> AIM
Keep only the lines of the records that contain the word "tabby", treating uppercase and lowercase as different.

> DATA
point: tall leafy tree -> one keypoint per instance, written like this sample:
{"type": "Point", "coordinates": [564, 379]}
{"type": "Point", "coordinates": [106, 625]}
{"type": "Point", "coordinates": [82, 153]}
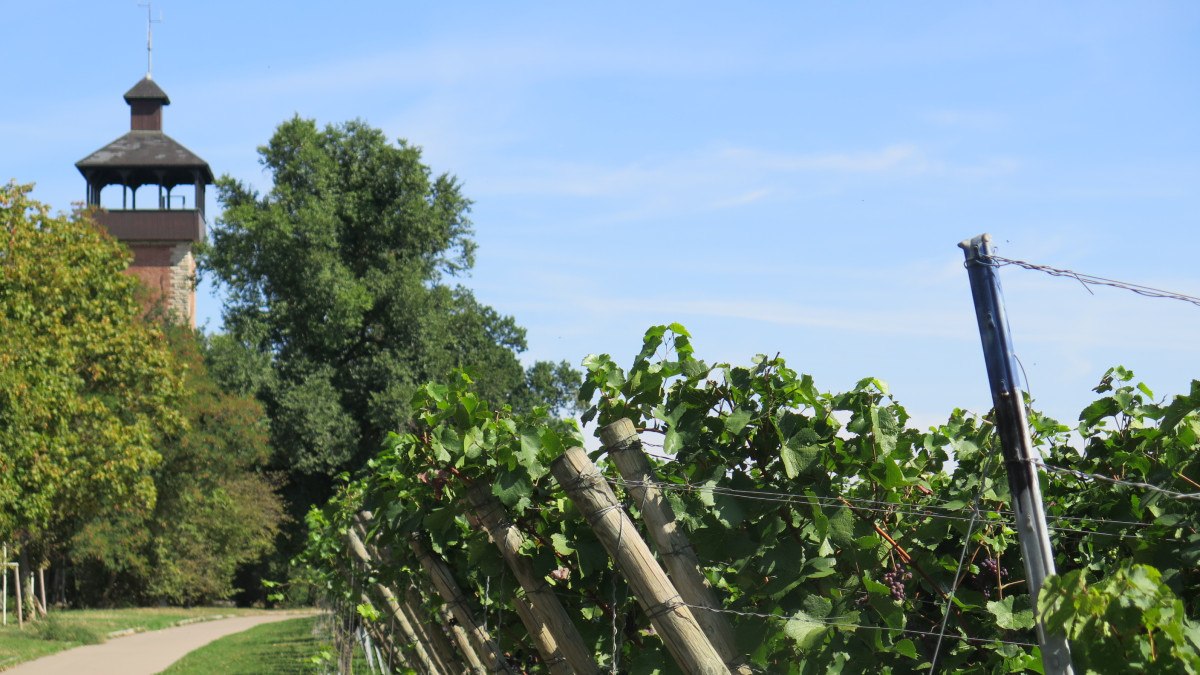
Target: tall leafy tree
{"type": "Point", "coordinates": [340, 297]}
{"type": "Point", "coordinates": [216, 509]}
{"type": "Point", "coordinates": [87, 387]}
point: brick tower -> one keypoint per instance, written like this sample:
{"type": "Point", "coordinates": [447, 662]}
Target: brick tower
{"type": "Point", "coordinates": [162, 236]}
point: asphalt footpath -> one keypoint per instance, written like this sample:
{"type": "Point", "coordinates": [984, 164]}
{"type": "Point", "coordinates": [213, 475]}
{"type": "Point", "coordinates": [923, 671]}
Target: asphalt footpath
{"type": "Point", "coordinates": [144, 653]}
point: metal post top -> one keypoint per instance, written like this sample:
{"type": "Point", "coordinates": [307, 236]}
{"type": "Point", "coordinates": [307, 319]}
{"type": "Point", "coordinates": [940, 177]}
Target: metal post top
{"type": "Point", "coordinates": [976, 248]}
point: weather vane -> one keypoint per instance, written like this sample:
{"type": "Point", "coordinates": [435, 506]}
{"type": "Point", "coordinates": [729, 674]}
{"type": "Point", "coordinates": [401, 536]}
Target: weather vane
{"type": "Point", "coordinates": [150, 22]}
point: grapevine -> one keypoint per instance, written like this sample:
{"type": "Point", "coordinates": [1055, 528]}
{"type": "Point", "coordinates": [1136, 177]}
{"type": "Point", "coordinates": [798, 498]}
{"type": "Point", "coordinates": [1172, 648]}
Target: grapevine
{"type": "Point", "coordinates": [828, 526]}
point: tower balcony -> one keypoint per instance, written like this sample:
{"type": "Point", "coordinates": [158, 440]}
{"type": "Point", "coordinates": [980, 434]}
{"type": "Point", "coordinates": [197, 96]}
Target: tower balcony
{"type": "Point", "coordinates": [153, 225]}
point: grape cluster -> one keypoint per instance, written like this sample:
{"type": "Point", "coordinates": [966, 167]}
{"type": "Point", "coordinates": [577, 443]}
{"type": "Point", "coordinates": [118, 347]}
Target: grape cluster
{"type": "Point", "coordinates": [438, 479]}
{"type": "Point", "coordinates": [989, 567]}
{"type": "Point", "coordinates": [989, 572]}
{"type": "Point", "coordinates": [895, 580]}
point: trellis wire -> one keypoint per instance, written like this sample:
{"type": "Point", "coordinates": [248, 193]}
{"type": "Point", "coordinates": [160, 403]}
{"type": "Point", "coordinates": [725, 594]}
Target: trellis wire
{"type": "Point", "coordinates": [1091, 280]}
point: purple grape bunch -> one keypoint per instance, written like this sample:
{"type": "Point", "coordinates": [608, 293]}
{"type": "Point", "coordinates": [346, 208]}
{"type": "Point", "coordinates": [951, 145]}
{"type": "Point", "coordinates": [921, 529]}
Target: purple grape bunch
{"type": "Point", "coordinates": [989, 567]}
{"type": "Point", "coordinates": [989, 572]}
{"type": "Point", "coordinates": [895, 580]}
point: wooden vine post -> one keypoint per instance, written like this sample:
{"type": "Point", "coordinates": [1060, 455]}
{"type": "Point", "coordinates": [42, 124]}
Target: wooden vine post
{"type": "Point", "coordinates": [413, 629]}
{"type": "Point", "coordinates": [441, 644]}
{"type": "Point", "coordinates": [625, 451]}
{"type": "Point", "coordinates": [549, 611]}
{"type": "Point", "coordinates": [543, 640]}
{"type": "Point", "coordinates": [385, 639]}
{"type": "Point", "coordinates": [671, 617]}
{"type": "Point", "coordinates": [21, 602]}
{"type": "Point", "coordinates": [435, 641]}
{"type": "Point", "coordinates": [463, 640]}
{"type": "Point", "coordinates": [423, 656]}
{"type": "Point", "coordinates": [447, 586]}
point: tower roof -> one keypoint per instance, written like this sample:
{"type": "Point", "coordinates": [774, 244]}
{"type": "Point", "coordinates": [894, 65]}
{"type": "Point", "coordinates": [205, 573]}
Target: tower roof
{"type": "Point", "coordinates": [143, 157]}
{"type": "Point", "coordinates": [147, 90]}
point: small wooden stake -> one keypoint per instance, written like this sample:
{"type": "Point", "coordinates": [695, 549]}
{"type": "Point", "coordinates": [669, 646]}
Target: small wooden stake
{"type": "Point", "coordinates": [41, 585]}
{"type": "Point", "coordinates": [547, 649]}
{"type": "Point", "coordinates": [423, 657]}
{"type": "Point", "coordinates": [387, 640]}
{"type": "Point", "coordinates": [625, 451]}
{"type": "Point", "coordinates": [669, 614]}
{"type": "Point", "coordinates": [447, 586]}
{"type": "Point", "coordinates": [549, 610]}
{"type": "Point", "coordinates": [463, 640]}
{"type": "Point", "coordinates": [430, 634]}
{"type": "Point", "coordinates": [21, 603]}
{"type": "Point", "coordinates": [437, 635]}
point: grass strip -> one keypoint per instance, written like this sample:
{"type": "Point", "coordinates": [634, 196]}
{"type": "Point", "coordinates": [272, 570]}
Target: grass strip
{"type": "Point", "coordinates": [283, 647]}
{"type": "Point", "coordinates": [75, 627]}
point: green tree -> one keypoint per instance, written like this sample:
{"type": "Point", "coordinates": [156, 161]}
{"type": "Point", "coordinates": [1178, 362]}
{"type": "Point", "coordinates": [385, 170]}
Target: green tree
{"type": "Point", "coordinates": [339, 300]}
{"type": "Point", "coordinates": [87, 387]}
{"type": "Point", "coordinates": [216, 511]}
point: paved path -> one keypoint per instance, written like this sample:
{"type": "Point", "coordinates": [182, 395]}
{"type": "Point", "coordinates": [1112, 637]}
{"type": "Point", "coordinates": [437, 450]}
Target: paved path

---

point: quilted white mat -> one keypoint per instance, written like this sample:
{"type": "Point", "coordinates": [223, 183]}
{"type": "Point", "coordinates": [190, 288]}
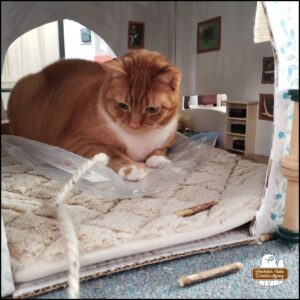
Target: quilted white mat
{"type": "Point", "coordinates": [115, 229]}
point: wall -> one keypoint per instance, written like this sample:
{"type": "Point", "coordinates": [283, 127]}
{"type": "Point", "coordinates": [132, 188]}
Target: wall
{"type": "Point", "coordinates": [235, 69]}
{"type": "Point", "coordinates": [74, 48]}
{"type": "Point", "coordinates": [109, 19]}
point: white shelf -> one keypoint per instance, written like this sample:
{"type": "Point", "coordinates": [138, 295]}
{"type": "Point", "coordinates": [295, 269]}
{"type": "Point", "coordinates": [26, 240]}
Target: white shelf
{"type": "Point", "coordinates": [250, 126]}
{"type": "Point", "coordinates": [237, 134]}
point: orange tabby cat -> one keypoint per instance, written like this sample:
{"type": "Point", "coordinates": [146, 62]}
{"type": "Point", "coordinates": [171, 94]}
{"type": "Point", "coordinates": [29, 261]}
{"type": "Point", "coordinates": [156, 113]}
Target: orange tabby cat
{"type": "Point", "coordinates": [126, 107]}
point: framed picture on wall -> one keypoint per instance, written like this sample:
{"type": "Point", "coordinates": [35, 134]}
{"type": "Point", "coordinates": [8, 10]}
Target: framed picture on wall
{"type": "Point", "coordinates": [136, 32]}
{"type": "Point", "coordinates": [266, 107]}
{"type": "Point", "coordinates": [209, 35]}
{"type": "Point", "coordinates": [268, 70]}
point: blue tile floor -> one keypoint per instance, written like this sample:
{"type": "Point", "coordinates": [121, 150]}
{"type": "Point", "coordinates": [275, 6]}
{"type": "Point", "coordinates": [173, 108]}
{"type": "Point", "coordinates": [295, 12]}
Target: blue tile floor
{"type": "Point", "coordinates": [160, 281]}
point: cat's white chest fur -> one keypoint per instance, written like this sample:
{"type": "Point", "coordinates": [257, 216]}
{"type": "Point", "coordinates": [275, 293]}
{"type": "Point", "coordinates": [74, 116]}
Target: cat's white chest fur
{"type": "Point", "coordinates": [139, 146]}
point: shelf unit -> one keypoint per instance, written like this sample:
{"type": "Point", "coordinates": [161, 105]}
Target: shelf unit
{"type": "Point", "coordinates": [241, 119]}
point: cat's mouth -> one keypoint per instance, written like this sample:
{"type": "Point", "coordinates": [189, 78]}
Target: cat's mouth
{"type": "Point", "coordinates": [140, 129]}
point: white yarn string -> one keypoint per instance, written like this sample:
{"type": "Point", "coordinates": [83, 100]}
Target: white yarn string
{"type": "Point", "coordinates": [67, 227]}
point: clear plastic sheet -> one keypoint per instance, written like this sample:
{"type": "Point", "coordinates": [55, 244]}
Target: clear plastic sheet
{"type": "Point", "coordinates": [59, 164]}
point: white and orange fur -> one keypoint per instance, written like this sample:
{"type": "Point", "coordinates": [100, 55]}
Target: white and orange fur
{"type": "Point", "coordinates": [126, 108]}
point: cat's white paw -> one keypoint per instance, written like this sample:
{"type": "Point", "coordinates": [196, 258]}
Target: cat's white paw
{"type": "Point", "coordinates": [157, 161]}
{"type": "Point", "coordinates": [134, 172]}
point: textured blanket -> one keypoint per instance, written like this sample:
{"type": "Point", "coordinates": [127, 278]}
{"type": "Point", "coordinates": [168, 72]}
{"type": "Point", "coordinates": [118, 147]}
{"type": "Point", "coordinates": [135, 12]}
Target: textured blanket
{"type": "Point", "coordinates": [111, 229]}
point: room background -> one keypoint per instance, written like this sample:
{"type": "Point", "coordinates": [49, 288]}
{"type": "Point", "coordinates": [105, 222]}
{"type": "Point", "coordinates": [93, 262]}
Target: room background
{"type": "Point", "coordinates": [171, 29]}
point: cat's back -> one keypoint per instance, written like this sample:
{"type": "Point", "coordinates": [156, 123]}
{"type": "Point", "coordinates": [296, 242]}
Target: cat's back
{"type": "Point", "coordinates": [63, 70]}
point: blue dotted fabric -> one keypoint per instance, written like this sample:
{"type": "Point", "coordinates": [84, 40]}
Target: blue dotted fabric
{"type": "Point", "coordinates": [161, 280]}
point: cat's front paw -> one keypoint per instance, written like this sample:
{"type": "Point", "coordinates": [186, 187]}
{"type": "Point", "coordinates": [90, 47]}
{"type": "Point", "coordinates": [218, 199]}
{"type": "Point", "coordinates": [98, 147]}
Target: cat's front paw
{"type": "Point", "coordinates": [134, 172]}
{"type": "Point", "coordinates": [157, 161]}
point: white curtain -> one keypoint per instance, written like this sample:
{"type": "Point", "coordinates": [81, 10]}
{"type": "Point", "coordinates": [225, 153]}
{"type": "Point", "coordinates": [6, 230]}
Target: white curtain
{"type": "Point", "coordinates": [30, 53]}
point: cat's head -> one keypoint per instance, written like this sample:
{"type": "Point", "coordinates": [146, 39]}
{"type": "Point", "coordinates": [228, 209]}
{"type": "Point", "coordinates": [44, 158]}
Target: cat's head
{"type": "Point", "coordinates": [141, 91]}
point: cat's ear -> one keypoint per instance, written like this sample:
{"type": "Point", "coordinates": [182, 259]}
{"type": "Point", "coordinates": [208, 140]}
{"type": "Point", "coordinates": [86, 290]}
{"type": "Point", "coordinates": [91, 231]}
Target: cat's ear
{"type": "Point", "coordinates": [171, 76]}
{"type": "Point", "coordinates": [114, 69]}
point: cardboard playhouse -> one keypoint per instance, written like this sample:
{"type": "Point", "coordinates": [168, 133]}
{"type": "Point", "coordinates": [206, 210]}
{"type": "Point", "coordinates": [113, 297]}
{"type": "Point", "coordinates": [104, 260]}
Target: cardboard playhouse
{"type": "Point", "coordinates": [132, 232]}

> IN RESPONSE
point: orange tabby cat -> one keypoint per instance, written like this sample:
Target: orange tabby cat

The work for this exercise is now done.